==== Dataset extract

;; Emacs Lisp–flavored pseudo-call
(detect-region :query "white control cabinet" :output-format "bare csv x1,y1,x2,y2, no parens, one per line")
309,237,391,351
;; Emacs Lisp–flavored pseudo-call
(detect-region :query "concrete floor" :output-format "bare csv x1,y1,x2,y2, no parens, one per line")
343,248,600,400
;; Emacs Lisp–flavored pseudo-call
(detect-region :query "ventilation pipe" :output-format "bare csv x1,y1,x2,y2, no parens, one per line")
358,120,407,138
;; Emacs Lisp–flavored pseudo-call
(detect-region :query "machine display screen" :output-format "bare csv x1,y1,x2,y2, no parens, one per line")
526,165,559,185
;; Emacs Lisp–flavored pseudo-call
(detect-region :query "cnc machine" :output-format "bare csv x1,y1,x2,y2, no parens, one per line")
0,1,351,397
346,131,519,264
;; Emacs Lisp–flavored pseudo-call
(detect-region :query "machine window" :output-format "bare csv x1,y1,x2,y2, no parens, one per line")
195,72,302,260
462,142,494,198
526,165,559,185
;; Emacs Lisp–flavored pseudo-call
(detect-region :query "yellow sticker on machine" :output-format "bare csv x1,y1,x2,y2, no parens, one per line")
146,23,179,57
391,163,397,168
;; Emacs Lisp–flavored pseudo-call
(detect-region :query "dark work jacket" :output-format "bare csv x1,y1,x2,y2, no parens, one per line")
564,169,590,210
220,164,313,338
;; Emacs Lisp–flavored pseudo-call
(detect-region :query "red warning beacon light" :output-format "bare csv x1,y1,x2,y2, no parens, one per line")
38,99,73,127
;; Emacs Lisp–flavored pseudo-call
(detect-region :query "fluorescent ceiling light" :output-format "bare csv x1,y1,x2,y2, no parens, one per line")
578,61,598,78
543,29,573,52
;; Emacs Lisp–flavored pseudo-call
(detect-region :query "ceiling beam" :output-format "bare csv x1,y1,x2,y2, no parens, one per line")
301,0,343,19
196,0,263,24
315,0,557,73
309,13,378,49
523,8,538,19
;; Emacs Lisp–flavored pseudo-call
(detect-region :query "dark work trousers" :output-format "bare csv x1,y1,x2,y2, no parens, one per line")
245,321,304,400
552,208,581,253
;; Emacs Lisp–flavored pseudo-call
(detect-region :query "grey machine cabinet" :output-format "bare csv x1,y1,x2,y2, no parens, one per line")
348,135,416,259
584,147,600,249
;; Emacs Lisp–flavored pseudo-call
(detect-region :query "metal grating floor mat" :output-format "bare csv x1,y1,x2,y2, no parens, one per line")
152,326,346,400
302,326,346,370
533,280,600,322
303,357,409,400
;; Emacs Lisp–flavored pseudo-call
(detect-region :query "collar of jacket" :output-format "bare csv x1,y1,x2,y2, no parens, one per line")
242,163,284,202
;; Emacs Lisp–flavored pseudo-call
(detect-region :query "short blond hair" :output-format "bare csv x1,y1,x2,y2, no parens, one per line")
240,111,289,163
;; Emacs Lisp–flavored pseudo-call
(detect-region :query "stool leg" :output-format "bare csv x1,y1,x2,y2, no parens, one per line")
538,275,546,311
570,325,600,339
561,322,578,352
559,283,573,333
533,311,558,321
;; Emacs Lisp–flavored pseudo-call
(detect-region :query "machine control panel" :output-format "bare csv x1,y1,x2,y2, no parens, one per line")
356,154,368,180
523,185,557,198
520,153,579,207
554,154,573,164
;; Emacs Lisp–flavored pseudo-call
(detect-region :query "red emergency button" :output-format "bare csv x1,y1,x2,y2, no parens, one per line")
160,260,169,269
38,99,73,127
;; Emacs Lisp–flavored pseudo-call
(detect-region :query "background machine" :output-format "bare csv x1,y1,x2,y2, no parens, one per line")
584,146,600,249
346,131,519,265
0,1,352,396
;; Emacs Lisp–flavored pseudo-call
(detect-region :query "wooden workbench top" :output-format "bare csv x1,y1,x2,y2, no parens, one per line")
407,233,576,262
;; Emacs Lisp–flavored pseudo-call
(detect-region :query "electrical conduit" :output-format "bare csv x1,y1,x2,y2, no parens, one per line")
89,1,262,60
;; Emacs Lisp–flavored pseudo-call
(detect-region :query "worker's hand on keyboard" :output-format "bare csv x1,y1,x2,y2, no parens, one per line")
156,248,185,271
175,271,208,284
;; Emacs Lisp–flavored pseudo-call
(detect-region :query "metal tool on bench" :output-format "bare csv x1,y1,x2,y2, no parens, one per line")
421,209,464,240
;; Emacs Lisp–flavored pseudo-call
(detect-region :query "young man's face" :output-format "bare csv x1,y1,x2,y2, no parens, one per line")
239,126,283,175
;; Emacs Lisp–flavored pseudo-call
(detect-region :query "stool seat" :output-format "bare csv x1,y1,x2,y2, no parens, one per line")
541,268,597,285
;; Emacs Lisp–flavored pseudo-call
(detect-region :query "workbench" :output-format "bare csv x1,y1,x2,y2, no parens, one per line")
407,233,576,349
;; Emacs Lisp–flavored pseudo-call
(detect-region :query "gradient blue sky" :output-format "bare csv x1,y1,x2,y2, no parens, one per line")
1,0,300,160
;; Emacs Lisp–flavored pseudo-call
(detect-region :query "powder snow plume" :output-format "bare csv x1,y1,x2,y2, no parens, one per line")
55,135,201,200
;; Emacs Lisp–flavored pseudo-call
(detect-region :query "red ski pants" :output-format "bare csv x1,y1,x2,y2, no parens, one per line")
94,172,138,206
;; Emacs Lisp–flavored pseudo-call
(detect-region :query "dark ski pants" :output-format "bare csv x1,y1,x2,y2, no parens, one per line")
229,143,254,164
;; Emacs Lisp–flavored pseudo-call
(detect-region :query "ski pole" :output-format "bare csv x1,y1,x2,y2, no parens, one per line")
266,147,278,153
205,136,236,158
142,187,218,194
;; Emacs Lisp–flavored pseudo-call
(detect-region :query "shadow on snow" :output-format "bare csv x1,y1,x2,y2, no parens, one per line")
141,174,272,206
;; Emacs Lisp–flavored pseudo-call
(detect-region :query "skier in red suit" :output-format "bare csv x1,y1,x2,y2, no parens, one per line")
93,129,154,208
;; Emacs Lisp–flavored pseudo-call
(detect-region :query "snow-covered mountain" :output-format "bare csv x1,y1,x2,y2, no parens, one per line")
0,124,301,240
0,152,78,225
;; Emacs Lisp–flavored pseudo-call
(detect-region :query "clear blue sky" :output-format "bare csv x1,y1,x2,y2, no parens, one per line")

========

Give every entry once more, exactly as it reads.

;; Emacs Lisp–flavored pseudo-call
(detect-region :query "white control cabinet" :output-format "bare csv x1,y1,x2,y2, no parens, one per line")
309,237,391,351
;; Emacs Lisp–flavored pseudo-call
(detect-region :query "concrete floor" :output-format "bare csv x1,y1,x2,y2, no parens, one per line")
343,248,600,400
;; Emacs Lisp–flavored pseudo-call
(detect-region :query "ventilation pipe" :output-format "bare csv x1,y1,x2,y2, no parens, one per line")
358,120,407,138
;; Emacs Lisp–flavored pseudo-call
(detect-region :query "machine display screen" :output-format "bare csv x1,y1,x2,y2, no parens, one per line")
526,165,559,185
;; Emacs Lisp–flavored pseudo-call
(detect-region :query "cnc machine" :output-format "bare csv x1,y1,x2,y2, no parens, one per line")
0,1,351,397
346,131,519,264
;; Emacs Lisp–flavored pseudo-call
(detect-region :query "machine window" :output-format "bare csv x1,y1,x2,y2, no parens, one per line")
195,72,302,260
462,142,494,198
526,165,559,185
;; Emacs Lisp–flavored pseudo-call
(detect-region :query "yellow sticker on machine" :output-format "bare csv x1,y1,x2,y2, no parens, one per line")
146,23,179,57
391,163,397,168
;; Emacs Lisp–flavored pseudo-call
(detect-region :query "dark work jacket" :output-format "bare csv x1,y1,x2,y2, no parens, one per line")
564,169,590,210
220,164,313,338
;; Emacs Lisp–flavored pseudo-call
(detect-region :query "red warning beacon light" :output-format "bare csv x1,y1,x2,y2, no parens, one per line")
38,99,73,127
;; Emacs Lisp–flavored pseudo-call
(detect-region :query "fluorescent ceiling light" :output-format "bare csv x1,y1,x2,y2, no parens, one per line")
578,61,598,78
543,29,573,52
;; Emacs Lisp–flavored pseudo-call
(detect-region :query "ceiling beam" :output-format "bare csv x1,y1,x2,y2, no parens, one per line")
301,0,343,19
196,0,263,24
315,0,557,73
309,13,378,49
523,8,538,19
;; Emacs Lisp–flavored pseudo-call
(detect-region :query "dark work trousers" :output-format "bare csv x1,y1,x2,y2, no parens, one per line")
245,321,304,400
552,208,581,253
;; Emacs Lisp–flavored pseudo-call
(detect-region :query "grey machine cabinet" :output-format "bare csv x1,y1,x2,y2, no parens, one per line")
348,135,416,259
584,147,600,249
;; Emacs Lisp–flavored pseudo-call
(detect-region :query "metal grating floor mat" :output-format "bare csv x1,y1,x2,y2, no parens, one per line")
152,326,346,400
302,326,346,370
533,280,600,322
303,357,409,400
;; Emacs Lisp–flavored pseudo-call
(detect-region :query "collar of jacket" :output-format "bare csv x1,y1,x2,y2, no parens, one per line")
242,163,284,202
;; Emacs Lisp–flavored pseudo-call
(detect-region :query "short blond hair" :output-format "bare csv x1,y1,x2,y2, no parens, one per line")
240,111,289,163
;; Emacs Lisp–flavored pseudo-call
(detect-region :query "stool leg" :output-format "bare csv x1,y1,x2,y2, no parens, one per line")
538,275,546,311
570,325,600,339
561,322,578,352
559,283,573,333
533,311,558,321
;; Emacs Lisp–flavored pseudo-call
(detect-region :query "machine control panel" :output-format "bare csv x1,y1,x2,y2, no parens, one per line")
356,154,368,180
523,185,557,198
520,153,579,207
554,154,573,164
;; Emacs Lisp–flavored pseudo-call
(detect-region :query "red emergency button" :output-format "bare csv x1,y1,x2,y2, no parens, one per line")
160,260,169,269
38,99,73,127
;; Emacs Lisp–flavored pseudo-call
(detect-region :query "background machine" :output-format "bare csv x1,y1,x2,y2, no parens, one per line")
584,146,600,249
346,131,519,265
0,1,352,396
;; Emacs Lisp–flavored pseudo-call
(detect-region :query "wooden workbench top" :output-format "bare csv x1,y1,x2,y2, no parens, one per line")
407,233,576,262
;; Emacs Lisp–flavored pseudo-call
(detect-region :query "electrical conduit" :output-format "bare csv x1,y1,x2,y2, no parens, one per line")
89,1,262,60
;; Emacs Lisp–flavored pseudo-call
(detect-region :query "worker's hand on keyboard" :output-format "bare csv x1,y1,x2,y2, no parens, one per line")
156,248,185,271
175,271,208,284
;; Emacs Lisp–flavored pseudo-call
(detect-region :query "metal tool on bench" :output-format "bare csv x1,y1,x2,y2, no parens, one per line")
421,209,464,240
;; Emacs Lisp–flavored pseudo-call
(detect-region :query "young man's face" :output-format "bare csv x1,y1,x2,y2, no parens, one per line")
239,126,283,175
;; Emacs Lisp–flavored pseudo-call
(detect-region :query "stool seat" :output-format "bare csv x1,y1,x2,y2, no parens, one per line")
541,268,597,285
;; Emacs Lisp–flavored pseudo-call
(detect-region :query "workbench" :output-format "bare csv x1,y1,x2,y2, no parens, one per line")
407,233,576,349
;; Emacs Lisp–flavored pseudo-call
(detect-region :query "gradient blue sky" :output-format "bare csv x1,y1,x2,y2, no parens, one per line")
1,0,300,160
;; Emacs Lisp–flavored pseudo-call
(detect-region :query "powder snow plume" :output-format "bare csv x1,y1,x2,y2, no parens, one per line")
55,135,201,200
;; Emacs Lisp–flavored pseudo-call
(detect-region :query "red ski pants" :output-format "bare csv x1,y1,x2,y2, no parens, one per line")
94,172,138,206
;; Emacs Lisp–flavored pseudo-call
(detect-region :query "dark ski pants" :output-format "bare csv x1,y1,x2,y2, no parens, one per line")
229,143,254,164
;; Emacs Lisp–flavored pseudo-call
(detect-region :query "ski pole" :output-format "bare csv x1,y1,x2,y2, no parens, one per line")
266,147,278,153
205,136,236,158
142,187,218,194
;; Emacs Lisp–flavored pseudo-call
(detect-region :query "shadow on snow" :output-format "bare csv x1,y1,x2,y2, no parens, one per line")
141,174,272,206
;; Emacs Lisp–flavored pseudo-call
(detect-region :query "skier in red suit" :output-format "bare csv x1,y1,x2,y2, no parens, one per line")
93,129,154,208
;; Emacs Lisp–flavored pseudo-call
(detect-region :query "snow-covered mountain" :output-format "bare csv x1,y1,x2,y2, no parens, one per line")
0,124,301,240
0,152,78,225
;; Emacs Lisp–flavored pseudo-call
(detect-region :query "clear blue sky" :output-format "bare csv x1,y1,x2,y2, no parens, one per line")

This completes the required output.